§ **LA CONSIGNE**: Indiquez, s'il vous plaît, si chacune des affirmations suivantes concorde avec l'extrait sur les deux Californies donné plus bas, en répondant par oui ou non et en citant mot pour mot le passage décisif. (a) Le terrain est bas et boisé sur les bords du Sacramento. (b) Les résultats obtenus au cradle ou avec des cuvettes en étain sont incertains. (c) Un travailleur gagne en moyenne environ 20 piastres par jour.

§ **EXTRAIT**:
Les deux Californies, haute et basse, sont de formation volcanique, et paraissent avoir été ravagées par des éruptions à une époque relativement assez récente. Sauf les bords du Sacramento, où le terrain est bas et boisé, le voyageur n’y aperçoit que des amas de cônes plus ou moins élevés et séparés par des vallées généralement peu profondes. C’est dans ces vallées, c’est dans ce vaste bassin que couvrent chaque année les eaux du Sacramento, c’est dans les lits des torrens qu’on trouve les wet diggings (extractions humides). On opère sur ce théâtre au moyen d’une machine appelée cradle (berceau), ou par de simples cuvettes en étain. Les résultats qu’on obtient ainsi sont certains, et constans. La moyenne n’en est guère au-dessous de 12 piastres (60 fr.) par jour pour chaque travailleur ; mais, je le répète, pour arriver à ce chiffre, il faut travailler comme on ne le fait nulle autre part au monde, avec un peu de lard et de biscuit pour toute nourriture, et de l’eau saumâtre pour boisson. Il n’y a que l’ouvrier robuste qui puisse se résigner long-temps à une aussi rude corvée, et compter par conséquent sur de semblables résultats.

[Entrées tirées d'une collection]
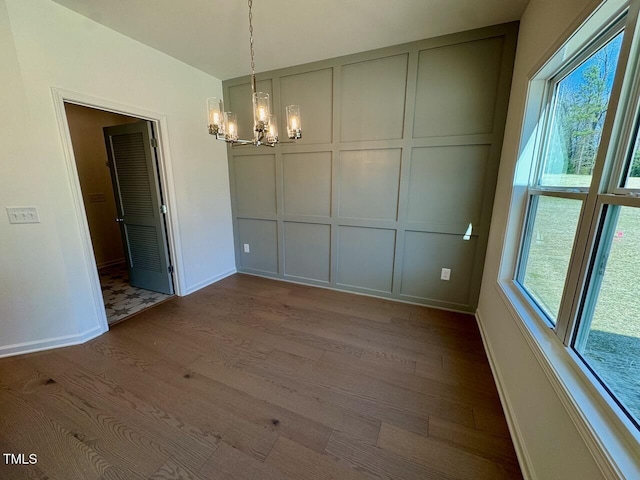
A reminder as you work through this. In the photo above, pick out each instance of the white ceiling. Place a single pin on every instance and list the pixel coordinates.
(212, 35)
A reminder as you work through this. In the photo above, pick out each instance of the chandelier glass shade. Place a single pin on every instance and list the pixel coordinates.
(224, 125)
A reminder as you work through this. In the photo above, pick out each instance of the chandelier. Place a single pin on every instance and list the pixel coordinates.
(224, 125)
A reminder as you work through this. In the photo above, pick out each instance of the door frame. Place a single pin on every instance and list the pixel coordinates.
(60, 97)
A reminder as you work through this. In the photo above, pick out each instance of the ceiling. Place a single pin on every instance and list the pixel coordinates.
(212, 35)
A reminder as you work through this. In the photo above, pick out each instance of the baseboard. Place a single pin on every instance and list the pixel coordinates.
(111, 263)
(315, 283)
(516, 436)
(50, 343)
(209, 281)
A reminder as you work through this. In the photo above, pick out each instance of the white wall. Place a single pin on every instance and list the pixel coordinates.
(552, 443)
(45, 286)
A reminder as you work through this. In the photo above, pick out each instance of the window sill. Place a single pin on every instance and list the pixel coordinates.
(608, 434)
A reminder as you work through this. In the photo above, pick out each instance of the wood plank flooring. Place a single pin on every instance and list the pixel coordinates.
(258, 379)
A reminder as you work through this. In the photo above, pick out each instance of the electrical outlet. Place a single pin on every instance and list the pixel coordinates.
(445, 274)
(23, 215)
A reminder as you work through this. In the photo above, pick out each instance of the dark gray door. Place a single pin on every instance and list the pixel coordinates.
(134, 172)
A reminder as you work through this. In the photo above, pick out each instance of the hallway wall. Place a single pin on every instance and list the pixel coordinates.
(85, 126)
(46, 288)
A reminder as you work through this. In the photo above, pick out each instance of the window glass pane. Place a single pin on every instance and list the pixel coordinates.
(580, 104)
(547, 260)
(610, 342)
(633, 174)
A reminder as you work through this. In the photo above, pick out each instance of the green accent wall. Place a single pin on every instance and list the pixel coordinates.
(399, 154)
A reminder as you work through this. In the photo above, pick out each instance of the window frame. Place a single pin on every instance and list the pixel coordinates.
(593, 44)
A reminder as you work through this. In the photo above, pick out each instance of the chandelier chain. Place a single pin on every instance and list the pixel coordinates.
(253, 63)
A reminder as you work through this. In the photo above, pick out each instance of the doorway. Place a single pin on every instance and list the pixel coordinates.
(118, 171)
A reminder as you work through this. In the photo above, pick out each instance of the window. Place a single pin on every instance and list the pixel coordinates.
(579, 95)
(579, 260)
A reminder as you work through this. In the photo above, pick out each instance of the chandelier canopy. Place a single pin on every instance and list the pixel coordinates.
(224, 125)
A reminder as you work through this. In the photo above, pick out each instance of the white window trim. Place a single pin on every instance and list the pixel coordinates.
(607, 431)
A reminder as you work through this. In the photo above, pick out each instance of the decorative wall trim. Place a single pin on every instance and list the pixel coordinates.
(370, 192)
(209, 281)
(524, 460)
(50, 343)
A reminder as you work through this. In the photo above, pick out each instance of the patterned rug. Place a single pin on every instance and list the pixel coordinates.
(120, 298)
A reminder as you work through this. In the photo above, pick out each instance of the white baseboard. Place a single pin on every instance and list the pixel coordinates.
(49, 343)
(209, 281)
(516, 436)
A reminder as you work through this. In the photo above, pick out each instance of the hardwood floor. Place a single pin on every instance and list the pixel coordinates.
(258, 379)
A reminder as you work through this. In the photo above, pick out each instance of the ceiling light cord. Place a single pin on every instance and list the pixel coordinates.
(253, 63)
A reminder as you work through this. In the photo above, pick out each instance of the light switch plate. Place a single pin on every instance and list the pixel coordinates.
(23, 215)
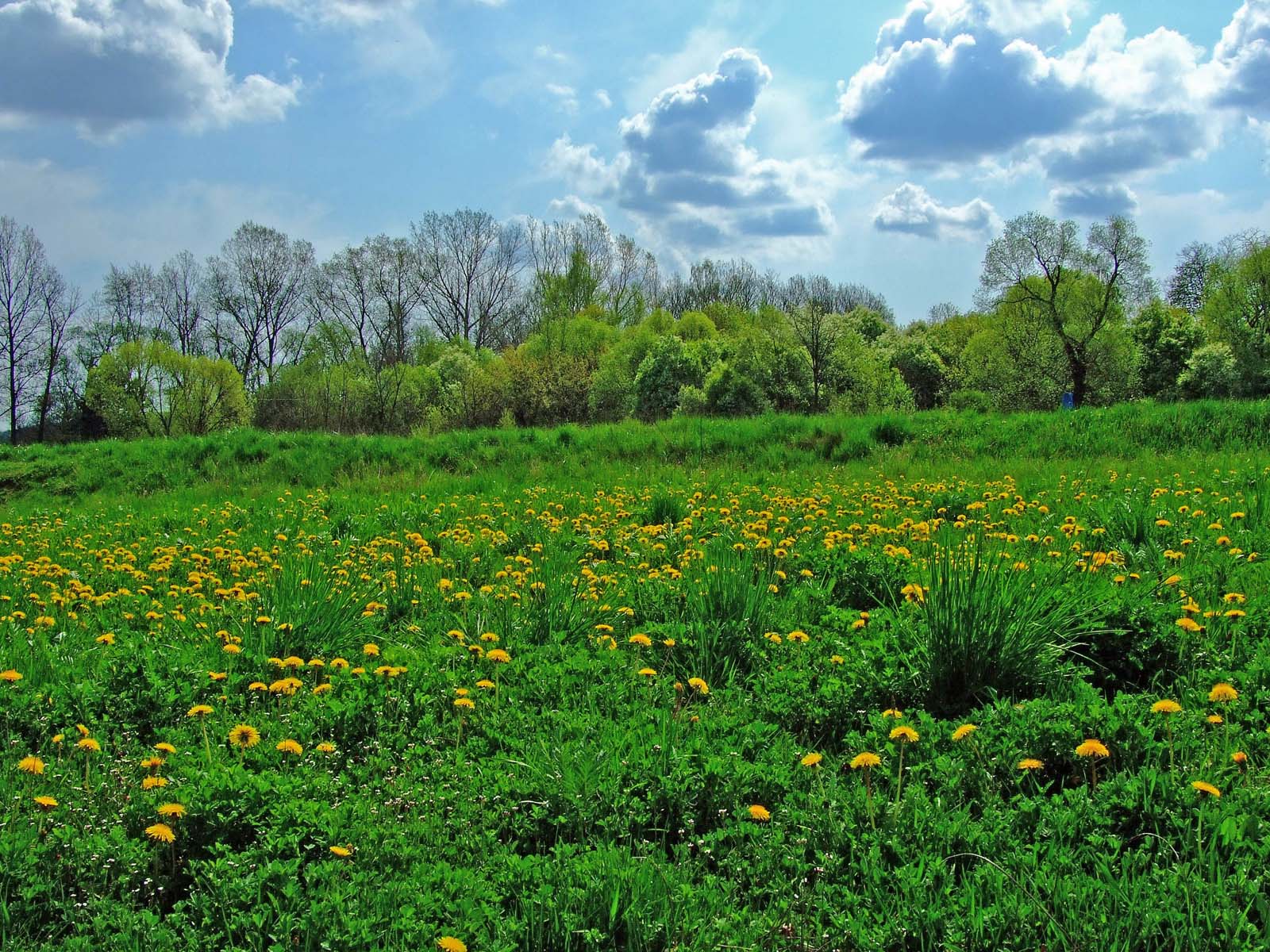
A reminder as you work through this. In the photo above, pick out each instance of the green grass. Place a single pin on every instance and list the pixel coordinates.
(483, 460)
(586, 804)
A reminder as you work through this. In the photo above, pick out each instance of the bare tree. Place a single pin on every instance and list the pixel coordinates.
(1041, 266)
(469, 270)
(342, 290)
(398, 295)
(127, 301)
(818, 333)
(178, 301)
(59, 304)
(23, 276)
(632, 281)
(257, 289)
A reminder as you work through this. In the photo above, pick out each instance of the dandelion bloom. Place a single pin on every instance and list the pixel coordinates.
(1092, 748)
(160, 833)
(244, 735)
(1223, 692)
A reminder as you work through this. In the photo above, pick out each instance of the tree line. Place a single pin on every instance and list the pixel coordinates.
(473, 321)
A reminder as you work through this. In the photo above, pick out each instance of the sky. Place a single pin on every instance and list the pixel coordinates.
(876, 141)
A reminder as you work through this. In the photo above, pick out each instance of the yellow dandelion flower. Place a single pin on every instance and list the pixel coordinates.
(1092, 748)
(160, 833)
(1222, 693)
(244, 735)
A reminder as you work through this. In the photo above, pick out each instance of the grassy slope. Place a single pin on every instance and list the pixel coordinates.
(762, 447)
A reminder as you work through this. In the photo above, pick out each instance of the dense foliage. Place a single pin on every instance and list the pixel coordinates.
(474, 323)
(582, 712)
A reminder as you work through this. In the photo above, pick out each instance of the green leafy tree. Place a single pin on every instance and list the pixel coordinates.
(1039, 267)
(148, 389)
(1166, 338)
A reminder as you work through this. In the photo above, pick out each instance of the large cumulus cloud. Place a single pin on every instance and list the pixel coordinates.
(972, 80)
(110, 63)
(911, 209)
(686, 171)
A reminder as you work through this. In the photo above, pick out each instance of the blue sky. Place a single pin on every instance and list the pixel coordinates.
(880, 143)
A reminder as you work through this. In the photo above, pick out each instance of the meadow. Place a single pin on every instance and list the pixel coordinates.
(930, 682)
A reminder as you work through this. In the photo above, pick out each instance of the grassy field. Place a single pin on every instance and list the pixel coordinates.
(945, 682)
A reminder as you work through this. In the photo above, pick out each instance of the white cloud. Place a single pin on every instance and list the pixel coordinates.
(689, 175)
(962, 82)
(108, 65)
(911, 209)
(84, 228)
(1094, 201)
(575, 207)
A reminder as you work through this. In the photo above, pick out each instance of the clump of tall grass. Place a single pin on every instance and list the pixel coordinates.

§ **RÉPONSE**:
(a) Oui : « Sauf les bords du Sacramento, où le terrain est bas et boisé »
(b) Non : « Les résultats qu’on obtient ainsi sont certains, et constans. »
(c) Non : « La moyenne n’en est guère au-dessous de 12 piastres (60 fr.) par jour pour chaque travailleur »